Segmentation mask data
________________________
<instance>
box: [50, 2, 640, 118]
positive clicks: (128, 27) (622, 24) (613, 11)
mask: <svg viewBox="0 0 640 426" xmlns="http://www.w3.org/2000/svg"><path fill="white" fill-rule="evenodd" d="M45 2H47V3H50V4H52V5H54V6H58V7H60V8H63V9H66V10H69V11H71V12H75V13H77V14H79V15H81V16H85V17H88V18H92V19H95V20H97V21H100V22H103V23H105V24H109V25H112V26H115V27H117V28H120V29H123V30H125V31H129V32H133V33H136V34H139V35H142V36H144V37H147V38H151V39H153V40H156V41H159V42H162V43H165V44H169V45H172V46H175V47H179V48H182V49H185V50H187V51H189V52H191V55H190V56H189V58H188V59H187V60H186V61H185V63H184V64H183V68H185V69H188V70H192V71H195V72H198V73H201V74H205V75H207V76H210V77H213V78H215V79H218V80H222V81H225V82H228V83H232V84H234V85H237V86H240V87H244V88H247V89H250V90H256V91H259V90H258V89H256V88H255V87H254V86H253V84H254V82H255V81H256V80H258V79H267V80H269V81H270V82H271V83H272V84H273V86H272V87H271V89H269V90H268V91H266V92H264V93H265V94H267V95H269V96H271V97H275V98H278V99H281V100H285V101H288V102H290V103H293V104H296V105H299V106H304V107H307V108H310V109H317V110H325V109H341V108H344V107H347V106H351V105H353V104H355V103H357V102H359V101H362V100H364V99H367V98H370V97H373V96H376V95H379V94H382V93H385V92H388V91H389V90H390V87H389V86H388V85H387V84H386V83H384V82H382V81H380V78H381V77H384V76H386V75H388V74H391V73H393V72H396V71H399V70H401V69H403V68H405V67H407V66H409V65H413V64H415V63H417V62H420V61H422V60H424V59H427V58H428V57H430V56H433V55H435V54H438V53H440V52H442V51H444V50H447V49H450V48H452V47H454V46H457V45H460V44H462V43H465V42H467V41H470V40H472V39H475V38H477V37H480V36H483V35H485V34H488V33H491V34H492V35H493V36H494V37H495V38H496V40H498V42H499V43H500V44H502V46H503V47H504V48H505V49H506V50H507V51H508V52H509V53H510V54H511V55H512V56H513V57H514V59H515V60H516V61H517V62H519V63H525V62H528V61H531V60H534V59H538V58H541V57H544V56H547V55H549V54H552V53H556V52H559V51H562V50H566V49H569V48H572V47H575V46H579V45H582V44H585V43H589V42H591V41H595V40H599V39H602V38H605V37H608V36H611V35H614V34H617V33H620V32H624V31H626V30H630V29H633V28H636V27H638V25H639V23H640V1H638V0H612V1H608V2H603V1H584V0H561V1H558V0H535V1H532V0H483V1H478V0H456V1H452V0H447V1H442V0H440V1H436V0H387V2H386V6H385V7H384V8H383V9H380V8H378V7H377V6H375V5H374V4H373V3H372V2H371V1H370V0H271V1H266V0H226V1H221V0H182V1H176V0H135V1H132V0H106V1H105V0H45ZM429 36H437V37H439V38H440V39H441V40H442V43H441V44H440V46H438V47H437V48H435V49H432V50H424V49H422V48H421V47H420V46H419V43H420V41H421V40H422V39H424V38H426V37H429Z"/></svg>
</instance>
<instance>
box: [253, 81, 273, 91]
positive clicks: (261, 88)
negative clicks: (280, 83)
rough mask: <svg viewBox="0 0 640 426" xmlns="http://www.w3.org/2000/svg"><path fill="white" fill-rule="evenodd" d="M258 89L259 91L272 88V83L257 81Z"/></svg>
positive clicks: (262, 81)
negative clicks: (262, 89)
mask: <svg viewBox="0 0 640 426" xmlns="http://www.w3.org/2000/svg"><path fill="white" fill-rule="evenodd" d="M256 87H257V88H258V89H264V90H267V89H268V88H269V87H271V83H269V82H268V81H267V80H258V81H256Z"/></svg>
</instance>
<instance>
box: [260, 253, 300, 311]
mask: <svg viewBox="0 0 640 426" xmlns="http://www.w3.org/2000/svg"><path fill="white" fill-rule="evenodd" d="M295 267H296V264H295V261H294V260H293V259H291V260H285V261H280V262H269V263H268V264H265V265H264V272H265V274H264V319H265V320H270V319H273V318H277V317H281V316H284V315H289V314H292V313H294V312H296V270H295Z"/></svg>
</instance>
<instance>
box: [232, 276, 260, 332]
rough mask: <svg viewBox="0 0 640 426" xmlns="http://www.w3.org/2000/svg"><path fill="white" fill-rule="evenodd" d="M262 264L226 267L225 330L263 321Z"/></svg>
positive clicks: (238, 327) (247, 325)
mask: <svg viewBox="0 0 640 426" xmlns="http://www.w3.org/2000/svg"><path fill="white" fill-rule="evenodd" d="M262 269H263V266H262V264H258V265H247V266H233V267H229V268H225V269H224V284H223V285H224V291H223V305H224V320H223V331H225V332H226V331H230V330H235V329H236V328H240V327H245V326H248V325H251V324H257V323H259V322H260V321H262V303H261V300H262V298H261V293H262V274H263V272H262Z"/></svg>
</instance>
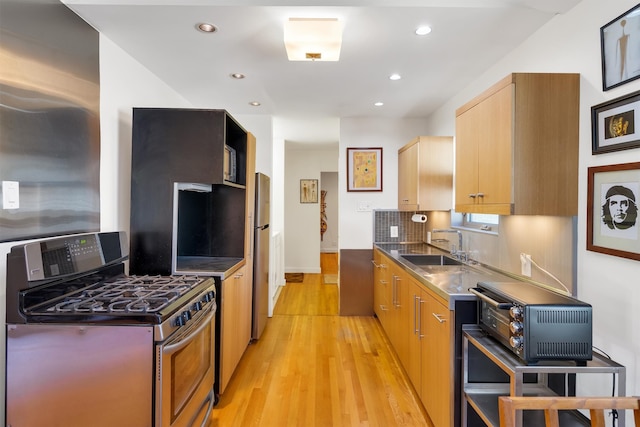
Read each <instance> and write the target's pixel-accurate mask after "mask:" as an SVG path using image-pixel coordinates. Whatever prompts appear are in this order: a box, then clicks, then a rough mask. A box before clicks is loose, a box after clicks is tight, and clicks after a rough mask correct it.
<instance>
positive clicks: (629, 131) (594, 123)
mask: <svg viewBox="0 0 640 427" xmlns="http://www.w3.org/2000/svg"><path fill="white" fill-rule="evenodd" d="M636 119H638V120H640V91H637V92H633V93H630V94H628V95H625V96H622V97H620V98H616V99H613V100H611V101H607V102H604V103H602V104H598V105H595V106H593V107H591V138H592V147H591V152H592V153H593V154H602V153H608V152H611V151H619V150H627V149H630V148H637V147H640V127H639V126H640V123H639V122H638V121H637V120H636Z"/></svg>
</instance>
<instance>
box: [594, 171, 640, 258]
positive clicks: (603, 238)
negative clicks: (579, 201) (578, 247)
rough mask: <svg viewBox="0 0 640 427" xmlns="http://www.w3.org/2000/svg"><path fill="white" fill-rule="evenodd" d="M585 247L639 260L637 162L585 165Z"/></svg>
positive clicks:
________________________
* [What is being asked]:
Only the lines from the one that holds "box: [594, 171, 640, 258]" through the end of the records should appear in the answer, each restated exactly.

* [Solved problem]:
box: [594, 171, 640, 258]
positive clicks: (603, 238)
negative clicks: (579, 201) (578, 247)
rough mask: <svg viewBox="0 0 640 427" xmlns="http://www.w3.org/2000/svg"><path fill="white" fill-rule="evenodd" d="M585 247L639 260L637 162L585 165Z"/></svg>
positive clicks:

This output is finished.